# [Excerpted passage]
=-=-=-=-=

Post by Keith Rogers » Fri Jan 20, 2017 3:51 am
Hello everyone. I am what everyone would call a natural and there is no one that I personally know who is as good at it as me. I am 5'7, 150 lbs, average looking. So what I am doing here? Well one of my friends reads pick up books and made me aware of this community. I have been reading stuff for a month or so and decided to post my methods and philosophy about women.
I will compare and contrast some ideas and criticize others. This is not to bash or glorify any line of thought but more to reflect on what I know personally and from other natural friends. I will discuss some myths and some rules i follow too. You might see some stuff that's not discussed in mainstream dating or Pua. Ok here we go...
Myth no.1 : Hot women are difficult and average ones are easy. Not true at all. Some of the 10s I banged were the easiest. I have been rejected by butt ugly and average chicks but accepted by superhot ones. How easy a woman is has nothing to do with her anatomy but more to do with her personal beliefs, environment and upbringing.
Myth no.2: Nice guys don't get laid a lot. Biggest bull ever. I don't know who or what started this myth. Perhaps its go to do with that fact that people always focus on what jerks/assholes/loud mouths are doing and ignore everything else. Reality is when that hot chick started dating the jerk he acted like a nice dude. After 2 months he started showing his true colors.
There is no way to tell simply by looking at a guy whether he gets laid or not. Some of the best I know are very average and u would never guess. Nice guy naturals just fly under the radar and dont raise any red flags. Thats what makes them dangerous. If u saw me talking to your girlfriend, you wouldn't think much of it. Also i know many guys who consider themselves 'nice' but don't know they come off as creepy. I doesn't matter what u think in ur mind, its important how the woman perceives you.
Myth 3: You have to be honest all the time. In my opinion, if u wanna get laid with tonnes of women u have to lie/embellish truth upto an extent. Obviously this doesnt work if u are looking for a relationship, but just to get laid? Who cares what u say. No average guy has the lifestyle/resources to interest lot of women so u have to make some stuff up. Its just that your stories need to be grounded that's all. Like if u play an instrument, you can say u used to be in a local band. Everything in life is a racket so don't feel like oh thats not me.
Ok now onto to my rules of pickup:
1. Shut your mouth. Now this might seem weird especially when so many men are learning how to talk to girls. Yes u must be able to say a few things here and there but in my experience nothing makes the women run away more than you running your mouth. Ask a question or two, give some info on yourself but thats just 10%. 90% let the woman talk.
2. Dont cold approach: Its too much of a numbers game. You will get shot down a lot and too big of a hit on the ego/energy. Neither me or any natural friends cold approach. Let the DTF girls come to you. And come they will in droves if u know what to do.
My suggestions are do some activity and make it look like fun. Going to a regular bar or club and just standing around like an idiot with drinks is the worst u can do. I am good at pool. Me and my buddies go to places where they have pool tables and fuseball and we just play and have fun. DTF chicks will come ask if they can play with us shortly. Another natural buddy is a dancer. Another one sings kareoke and chicks go to him. And no he is not a good singer if u r wondering. Another natural hosts parties with sexual themes. You get the idea.

=-=-=-=-=

Reproduce the forum post starting at "I will compare" and ending at "here we go...", substituting "misconceptions" for "myths". The items that follow come from a separate source and are unrelated to the forum post.

Excerpts from point annotation data
=-=-=-=-=

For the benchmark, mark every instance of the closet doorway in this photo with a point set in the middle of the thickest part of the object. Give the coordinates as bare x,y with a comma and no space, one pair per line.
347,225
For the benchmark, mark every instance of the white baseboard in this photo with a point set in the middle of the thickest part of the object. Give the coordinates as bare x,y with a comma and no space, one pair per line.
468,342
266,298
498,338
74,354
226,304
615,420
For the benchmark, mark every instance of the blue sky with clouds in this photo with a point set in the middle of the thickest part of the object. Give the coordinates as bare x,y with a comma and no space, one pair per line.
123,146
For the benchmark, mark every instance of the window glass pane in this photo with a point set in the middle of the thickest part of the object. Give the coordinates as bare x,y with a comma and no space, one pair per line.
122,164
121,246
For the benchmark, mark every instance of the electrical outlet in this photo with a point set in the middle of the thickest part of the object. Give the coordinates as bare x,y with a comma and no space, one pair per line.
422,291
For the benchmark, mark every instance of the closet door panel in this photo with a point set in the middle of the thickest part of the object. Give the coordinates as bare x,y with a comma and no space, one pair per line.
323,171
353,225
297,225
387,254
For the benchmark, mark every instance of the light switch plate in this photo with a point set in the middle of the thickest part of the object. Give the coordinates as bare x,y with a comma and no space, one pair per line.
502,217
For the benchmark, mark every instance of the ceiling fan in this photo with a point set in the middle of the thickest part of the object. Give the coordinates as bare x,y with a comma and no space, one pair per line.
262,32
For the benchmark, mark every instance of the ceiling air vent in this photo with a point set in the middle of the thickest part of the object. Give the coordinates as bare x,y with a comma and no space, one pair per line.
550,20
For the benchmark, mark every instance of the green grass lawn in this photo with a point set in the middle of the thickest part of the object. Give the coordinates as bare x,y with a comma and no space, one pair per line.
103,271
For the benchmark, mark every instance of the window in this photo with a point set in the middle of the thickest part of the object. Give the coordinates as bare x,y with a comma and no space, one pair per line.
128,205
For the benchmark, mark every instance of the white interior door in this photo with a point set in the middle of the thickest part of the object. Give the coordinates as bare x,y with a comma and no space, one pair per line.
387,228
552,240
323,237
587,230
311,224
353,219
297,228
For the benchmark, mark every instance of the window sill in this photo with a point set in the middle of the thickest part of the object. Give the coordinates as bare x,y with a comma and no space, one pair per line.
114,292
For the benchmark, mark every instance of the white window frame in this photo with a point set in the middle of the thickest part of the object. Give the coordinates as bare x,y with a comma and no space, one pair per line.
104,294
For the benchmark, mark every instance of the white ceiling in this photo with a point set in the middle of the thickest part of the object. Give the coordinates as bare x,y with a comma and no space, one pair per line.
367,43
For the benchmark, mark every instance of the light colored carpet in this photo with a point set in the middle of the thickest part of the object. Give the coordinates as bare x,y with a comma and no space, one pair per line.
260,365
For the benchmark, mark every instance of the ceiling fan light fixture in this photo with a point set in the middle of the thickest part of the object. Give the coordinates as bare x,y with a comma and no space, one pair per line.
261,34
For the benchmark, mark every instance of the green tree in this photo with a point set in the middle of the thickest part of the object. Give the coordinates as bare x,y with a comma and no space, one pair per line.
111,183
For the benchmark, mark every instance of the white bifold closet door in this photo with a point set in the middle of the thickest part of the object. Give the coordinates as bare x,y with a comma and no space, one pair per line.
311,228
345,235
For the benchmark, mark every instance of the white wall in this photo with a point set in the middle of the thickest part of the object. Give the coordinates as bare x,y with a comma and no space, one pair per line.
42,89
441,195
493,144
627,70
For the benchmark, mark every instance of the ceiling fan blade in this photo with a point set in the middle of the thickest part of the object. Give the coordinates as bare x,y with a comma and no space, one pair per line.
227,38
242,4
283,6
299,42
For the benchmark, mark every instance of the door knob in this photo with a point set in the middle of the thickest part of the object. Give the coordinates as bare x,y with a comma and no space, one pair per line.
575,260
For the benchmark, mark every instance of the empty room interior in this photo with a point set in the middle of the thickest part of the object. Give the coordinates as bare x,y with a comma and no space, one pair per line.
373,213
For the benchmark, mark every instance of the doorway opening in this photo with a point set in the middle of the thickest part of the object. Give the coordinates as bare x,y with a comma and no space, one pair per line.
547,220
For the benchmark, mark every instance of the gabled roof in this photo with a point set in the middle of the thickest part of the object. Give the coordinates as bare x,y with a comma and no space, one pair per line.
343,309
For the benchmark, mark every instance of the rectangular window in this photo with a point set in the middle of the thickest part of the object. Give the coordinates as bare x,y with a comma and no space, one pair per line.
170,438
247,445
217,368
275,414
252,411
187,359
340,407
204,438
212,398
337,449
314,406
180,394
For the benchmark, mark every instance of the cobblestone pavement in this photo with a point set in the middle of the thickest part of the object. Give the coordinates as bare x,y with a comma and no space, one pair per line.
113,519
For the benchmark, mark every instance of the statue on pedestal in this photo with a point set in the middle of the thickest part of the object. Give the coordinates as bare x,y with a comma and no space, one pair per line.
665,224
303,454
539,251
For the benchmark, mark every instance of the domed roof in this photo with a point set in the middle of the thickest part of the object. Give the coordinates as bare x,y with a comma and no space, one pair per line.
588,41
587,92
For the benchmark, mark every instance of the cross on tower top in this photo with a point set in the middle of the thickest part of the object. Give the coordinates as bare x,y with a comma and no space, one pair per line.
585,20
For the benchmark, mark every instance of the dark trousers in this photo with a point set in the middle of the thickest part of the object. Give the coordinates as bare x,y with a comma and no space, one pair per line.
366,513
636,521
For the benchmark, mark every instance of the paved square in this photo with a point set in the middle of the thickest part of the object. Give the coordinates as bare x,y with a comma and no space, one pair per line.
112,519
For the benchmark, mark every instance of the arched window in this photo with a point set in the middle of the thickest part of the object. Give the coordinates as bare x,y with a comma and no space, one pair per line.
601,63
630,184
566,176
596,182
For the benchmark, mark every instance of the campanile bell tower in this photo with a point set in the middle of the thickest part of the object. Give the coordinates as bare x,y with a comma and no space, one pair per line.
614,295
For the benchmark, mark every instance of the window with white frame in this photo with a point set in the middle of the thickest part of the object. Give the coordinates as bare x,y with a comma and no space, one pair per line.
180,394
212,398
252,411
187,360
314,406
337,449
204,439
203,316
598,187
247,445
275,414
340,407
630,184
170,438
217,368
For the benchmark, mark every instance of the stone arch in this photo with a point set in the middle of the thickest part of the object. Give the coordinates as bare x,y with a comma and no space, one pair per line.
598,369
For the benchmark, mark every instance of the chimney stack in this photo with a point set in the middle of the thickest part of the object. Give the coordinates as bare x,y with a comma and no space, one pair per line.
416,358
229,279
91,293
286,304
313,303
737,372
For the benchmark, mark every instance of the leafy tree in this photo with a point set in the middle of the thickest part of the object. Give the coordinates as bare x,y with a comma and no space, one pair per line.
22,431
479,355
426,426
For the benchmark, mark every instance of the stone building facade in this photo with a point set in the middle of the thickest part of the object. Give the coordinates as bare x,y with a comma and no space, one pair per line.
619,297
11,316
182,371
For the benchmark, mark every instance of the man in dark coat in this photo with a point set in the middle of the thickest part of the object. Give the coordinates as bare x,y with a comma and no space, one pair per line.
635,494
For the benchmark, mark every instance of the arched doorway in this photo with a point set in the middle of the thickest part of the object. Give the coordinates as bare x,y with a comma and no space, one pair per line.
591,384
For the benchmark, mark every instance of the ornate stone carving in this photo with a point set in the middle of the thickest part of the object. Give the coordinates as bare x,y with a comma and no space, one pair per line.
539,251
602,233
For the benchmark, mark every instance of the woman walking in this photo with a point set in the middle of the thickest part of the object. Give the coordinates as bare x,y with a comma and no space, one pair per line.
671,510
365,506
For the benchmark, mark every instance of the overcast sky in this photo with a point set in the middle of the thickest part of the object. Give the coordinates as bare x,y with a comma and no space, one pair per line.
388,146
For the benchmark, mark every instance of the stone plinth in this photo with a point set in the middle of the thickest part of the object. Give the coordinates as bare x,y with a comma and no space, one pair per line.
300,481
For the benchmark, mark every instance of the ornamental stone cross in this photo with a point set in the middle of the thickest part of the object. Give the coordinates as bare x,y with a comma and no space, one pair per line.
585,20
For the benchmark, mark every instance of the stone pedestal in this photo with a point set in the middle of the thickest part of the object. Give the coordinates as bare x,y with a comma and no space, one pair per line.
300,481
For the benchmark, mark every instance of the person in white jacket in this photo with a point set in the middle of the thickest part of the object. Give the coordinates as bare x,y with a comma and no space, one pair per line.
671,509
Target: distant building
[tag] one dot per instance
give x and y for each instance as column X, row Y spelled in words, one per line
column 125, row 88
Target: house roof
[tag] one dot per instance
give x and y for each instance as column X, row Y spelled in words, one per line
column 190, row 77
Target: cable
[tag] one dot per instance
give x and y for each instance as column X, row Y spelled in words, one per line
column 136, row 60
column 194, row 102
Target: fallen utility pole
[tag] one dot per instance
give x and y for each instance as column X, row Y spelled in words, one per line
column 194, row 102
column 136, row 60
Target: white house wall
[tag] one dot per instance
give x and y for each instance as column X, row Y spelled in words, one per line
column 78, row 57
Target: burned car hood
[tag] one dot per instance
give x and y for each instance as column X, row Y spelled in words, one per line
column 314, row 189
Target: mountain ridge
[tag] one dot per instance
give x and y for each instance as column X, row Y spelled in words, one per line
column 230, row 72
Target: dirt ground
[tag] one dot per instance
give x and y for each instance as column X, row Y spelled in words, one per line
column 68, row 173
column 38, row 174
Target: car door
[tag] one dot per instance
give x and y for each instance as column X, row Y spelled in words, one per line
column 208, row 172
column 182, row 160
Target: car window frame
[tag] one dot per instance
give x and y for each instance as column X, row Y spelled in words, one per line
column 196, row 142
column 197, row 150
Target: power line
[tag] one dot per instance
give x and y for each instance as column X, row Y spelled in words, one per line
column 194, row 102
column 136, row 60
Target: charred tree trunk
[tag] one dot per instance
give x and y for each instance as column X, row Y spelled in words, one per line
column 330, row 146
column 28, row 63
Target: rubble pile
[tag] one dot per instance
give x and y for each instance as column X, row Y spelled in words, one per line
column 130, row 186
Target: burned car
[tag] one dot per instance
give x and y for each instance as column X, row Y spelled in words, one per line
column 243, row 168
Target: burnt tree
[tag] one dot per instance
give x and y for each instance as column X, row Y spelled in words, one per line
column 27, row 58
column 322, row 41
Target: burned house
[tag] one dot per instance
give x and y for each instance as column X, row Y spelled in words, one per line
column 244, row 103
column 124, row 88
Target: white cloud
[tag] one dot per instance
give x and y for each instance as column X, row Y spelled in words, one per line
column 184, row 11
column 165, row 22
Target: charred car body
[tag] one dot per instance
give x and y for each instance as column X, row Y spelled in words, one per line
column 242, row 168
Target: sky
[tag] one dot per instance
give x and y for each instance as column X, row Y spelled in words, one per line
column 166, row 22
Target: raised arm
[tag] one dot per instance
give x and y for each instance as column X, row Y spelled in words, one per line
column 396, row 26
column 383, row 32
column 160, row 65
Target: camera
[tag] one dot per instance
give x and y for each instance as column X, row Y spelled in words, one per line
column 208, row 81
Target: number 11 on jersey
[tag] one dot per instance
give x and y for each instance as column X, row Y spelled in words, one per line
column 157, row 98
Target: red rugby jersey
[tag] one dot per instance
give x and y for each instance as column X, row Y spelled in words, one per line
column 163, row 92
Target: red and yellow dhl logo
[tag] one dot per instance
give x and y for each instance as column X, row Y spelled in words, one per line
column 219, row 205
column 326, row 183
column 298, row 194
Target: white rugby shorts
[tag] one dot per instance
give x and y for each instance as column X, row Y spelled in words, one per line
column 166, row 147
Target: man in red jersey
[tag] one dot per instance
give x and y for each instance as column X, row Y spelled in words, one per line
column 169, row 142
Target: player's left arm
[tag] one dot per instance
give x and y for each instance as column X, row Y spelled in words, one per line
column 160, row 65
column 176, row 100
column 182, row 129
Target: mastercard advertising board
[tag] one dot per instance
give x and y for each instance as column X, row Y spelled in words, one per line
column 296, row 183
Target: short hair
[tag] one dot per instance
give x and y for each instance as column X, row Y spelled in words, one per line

=-=-=-=-=

# [Output below]
I will compare and contrast some ideas and criticize others. This is not to bash or glorify any line of thought but more to reflect on what I know personally and from other natural friends. I will discuss some misconceptions and some rules i follow too. You might see some stuff that's not discussed in mainstream dating or Pua. Ok here we go...